Entries from a point annotation set
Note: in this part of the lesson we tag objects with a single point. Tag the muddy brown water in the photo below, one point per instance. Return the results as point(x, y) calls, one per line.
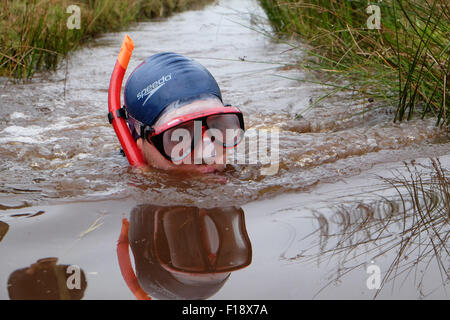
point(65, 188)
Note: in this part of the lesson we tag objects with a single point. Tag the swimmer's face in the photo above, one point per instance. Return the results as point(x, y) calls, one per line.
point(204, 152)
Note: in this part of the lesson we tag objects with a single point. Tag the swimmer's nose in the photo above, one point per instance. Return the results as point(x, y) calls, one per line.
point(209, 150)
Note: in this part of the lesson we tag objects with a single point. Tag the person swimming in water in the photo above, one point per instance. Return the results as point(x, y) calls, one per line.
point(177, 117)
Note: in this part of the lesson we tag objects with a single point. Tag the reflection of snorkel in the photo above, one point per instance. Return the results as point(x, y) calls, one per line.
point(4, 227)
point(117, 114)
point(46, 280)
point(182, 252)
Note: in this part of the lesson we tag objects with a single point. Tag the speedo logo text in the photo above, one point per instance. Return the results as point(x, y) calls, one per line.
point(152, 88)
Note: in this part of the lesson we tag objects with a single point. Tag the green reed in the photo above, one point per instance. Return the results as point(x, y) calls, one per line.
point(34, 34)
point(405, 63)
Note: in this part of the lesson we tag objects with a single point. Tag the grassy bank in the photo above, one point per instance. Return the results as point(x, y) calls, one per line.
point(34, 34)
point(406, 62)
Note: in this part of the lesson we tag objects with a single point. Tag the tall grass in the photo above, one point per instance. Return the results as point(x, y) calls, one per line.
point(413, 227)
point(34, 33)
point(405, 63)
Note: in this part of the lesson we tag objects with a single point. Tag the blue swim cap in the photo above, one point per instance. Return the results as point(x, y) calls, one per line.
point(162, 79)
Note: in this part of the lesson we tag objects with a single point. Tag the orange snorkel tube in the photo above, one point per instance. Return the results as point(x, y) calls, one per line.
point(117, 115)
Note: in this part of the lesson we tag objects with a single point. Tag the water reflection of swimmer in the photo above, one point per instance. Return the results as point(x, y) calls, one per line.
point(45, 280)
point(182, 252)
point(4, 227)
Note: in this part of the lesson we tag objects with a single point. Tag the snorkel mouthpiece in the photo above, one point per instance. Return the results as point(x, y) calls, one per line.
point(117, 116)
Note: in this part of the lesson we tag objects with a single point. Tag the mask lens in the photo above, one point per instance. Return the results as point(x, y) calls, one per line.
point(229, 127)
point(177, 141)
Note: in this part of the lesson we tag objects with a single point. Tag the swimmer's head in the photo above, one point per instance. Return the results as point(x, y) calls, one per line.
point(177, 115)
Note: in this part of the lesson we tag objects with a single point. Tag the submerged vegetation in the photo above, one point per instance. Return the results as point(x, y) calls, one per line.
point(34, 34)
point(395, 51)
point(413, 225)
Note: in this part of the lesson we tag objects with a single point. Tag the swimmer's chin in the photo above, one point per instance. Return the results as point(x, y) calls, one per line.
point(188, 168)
==
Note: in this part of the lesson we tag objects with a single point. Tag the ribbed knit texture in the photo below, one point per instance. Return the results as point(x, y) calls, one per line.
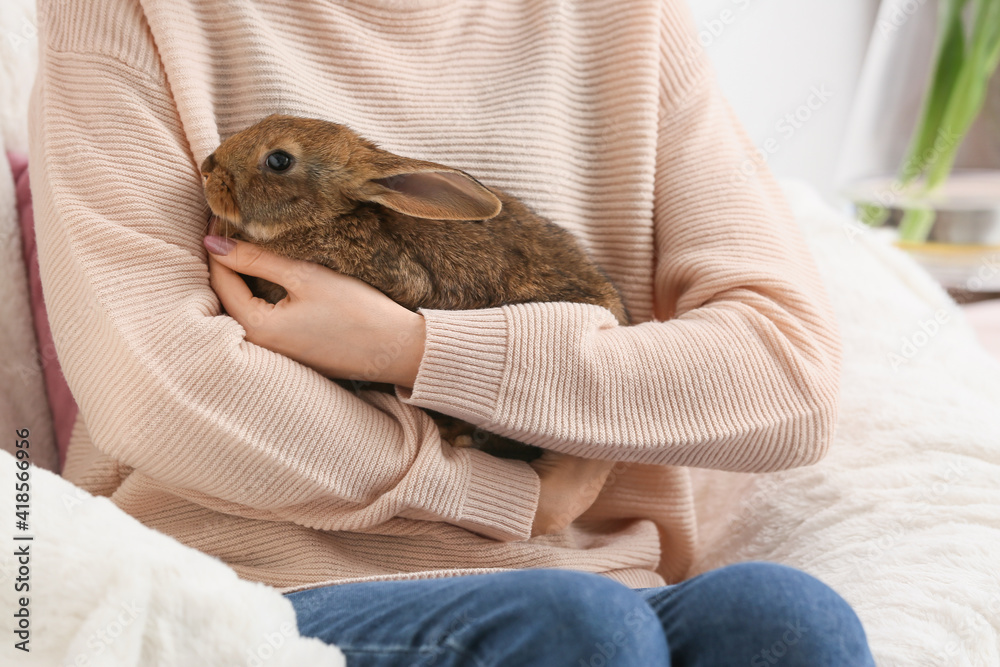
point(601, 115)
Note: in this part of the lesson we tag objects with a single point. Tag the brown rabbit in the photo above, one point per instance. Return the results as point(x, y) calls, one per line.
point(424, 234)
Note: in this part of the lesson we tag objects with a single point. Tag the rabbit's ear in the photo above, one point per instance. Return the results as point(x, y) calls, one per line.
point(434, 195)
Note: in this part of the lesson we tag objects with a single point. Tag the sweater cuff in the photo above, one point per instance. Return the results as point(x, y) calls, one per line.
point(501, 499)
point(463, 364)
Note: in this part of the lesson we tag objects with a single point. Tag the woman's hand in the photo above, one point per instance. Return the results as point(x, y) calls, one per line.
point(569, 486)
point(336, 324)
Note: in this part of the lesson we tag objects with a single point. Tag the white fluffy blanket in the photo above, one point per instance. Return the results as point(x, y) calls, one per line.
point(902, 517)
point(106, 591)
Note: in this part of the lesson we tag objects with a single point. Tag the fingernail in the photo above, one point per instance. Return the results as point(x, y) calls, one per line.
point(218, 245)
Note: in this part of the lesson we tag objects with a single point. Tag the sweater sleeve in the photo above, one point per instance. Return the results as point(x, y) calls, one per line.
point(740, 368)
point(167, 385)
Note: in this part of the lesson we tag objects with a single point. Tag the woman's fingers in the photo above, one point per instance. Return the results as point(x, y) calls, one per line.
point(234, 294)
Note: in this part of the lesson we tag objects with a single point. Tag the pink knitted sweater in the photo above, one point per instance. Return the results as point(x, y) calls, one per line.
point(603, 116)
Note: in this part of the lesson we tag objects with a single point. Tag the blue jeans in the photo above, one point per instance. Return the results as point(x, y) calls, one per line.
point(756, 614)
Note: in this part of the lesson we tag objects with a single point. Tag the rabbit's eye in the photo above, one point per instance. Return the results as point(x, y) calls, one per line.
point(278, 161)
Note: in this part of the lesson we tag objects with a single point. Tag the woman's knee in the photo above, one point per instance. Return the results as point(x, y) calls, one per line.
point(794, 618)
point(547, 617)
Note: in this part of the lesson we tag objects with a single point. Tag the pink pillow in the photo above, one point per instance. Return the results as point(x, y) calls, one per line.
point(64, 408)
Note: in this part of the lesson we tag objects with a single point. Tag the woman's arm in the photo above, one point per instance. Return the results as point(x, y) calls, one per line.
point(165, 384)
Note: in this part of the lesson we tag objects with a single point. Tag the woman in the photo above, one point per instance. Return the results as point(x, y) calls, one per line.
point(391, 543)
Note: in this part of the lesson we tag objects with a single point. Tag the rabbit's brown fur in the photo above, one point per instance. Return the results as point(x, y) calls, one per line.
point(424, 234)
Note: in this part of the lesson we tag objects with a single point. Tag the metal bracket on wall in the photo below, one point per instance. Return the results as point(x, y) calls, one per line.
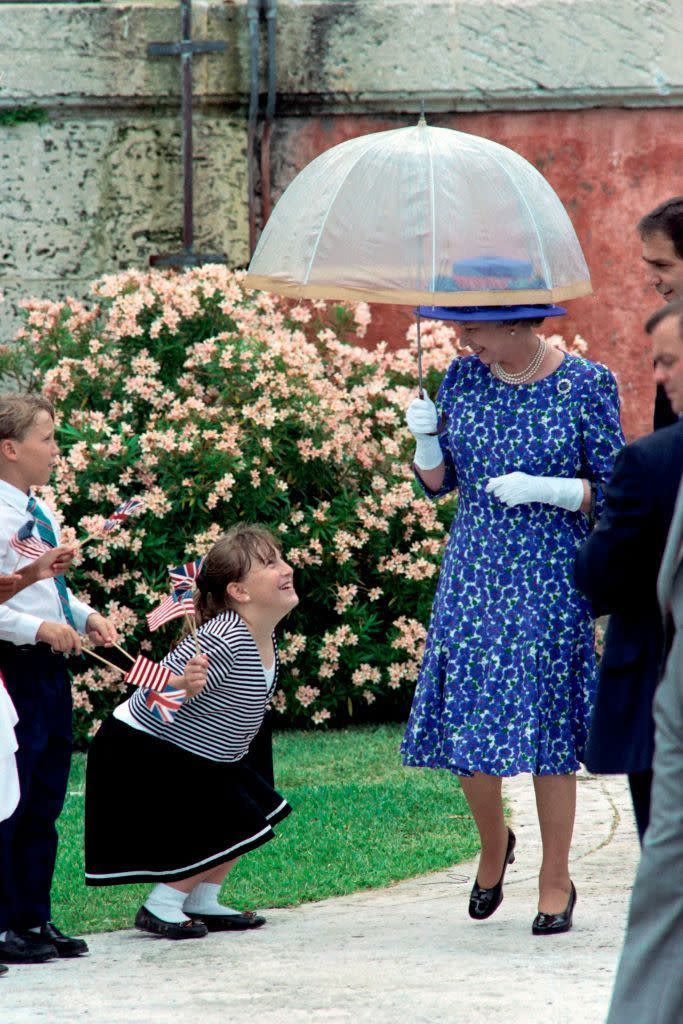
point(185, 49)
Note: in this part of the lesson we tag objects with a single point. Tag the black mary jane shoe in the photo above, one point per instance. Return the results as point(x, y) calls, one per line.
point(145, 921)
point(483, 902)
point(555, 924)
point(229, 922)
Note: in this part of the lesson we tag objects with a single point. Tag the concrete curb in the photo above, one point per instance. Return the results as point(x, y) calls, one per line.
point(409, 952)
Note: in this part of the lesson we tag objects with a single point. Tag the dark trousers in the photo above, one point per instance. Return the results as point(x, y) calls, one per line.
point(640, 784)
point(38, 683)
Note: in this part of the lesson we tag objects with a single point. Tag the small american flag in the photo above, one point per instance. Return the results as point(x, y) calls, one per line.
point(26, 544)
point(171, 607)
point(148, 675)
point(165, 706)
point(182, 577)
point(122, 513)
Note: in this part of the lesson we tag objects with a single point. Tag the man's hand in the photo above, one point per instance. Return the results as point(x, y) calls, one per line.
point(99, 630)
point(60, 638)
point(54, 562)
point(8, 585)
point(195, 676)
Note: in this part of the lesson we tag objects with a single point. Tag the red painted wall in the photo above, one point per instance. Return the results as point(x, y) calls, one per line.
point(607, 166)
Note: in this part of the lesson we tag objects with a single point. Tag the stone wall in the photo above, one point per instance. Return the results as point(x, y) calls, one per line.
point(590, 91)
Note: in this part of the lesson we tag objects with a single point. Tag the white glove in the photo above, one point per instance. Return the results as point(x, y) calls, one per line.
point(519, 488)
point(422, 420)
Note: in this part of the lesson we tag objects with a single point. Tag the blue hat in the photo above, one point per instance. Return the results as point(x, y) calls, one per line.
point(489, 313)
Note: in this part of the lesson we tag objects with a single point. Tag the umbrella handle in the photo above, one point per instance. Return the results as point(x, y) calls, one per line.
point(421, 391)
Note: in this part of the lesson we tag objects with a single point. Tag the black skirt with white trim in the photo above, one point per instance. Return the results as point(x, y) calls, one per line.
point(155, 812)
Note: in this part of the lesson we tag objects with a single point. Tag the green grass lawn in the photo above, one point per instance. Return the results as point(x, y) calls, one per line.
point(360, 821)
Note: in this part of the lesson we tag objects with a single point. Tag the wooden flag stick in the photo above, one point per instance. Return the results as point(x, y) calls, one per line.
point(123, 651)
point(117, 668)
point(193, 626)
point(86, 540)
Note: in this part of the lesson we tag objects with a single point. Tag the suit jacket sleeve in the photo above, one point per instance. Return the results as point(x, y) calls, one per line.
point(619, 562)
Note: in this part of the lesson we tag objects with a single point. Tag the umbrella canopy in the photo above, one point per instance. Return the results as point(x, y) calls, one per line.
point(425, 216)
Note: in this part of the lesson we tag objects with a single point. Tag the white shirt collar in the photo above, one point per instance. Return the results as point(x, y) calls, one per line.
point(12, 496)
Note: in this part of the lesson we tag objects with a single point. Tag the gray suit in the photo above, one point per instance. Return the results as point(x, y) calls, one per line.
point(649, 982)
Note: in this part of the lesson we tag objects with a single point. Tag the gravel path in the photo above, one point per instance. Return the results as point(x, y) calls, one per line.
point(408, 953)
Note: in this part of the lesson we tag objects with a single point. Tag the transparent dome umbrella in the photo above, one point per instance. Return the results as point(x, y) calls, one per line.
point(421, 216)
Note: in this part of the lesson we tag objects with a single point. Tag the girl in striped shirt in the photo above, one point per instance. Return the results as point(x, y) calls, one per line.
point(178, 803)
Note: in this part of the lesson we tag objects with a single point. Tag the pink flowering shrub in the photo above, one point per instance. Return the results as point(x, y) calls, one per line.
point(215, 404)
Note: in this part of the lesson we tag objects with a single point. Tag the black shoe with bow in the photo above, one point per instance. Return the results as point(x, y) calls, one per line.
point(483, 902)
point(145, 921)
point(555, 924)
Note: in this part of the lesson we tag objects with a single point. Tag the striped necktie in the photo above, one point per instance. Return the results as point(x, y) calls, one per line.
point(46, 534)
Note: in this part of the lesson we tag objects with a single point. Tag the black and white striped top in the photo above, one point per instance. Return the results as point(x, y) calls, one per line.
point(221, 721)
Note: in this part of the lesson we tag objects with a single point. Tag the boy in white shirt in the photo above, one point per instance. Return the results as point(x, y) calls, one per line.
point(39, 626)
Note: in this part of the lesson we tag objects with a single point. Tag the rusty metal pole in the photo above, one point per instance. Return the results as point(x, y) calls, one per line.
* * *
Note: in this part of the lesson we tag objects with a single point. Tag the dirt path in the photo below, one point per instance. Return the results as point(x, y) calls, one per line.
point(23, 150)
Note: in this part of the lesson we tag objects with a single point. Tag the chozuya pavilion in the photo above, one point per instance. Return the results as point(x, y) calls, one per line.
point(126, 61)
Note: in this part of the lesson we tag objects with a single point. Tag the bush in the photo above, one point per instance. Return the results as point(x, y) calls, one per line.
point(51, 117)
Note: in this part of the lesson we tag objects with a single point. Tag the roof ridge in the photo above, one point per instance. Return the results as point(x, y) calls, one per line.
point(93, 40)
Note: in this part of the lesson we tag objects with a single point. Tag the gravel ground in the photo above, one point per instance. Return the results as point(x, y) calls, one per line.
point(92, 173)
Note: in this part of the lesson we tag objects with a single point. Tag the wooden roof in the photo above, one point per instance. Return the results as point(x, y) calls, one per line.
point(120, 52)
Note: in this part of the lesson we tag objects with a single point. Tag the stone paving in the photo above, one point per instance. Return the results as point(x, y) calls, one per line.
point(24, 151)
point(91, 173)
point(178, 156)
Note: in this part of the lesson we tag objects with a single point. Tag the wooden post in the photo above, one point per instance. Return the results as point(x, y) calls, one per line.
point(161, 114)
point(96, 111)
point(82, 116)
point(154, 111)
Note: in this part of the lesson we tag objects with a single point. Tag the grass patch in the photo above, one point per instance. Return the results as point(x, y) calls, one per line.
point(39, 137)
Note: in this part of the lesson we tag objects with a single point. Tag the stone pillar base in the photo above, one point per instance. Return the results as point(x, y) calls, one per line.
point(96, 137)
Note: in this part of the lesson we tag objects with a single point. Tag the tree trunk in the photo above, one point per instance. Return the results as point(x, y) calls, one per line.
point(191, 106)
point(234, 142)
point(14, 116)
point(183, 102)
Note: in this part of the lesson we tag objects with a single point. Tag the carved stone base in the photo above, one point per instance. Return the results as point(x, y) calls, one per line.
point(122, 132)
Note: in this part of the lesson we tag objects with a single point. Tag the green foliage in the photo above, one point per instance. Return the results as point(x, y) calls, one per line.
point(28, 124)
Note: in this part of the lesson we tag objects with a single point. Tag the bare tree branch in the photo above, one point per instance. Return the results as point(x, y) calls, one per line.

Task instructions:
Lay out the material as a Markdown table with the columns Row and Line, starting with the line containing "Tag the muddy" and running through the line containing "point(65, 188)". Leave out blank lines and the picture.

Full solution:
| Row | Line |
|---|---|
| 1 | Note: in this part of the lesson we tag objects with a single point. Tag the muddy brown water in the photo below, one point per instance. Return the results as point(x, y) calls, one per line. |
| 2 | point(65, 188) |